- **Work to be completed**:
Return every entry in full, with no alterations.

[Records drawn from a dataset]

---*---

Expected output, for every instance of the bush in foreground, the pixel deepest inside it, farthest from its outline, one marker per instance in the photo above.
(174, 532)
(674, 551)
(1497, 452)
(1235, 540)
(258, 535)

---*---

- **Output of the task**:
Expected output, for every instance of the bush in foreground, the pixel deepest inside it, farthest from its outline, one marker per instance in the photo above.
(174, 532)
(674, 551)
(1497, 452)
(1235, 540)
(258, 535)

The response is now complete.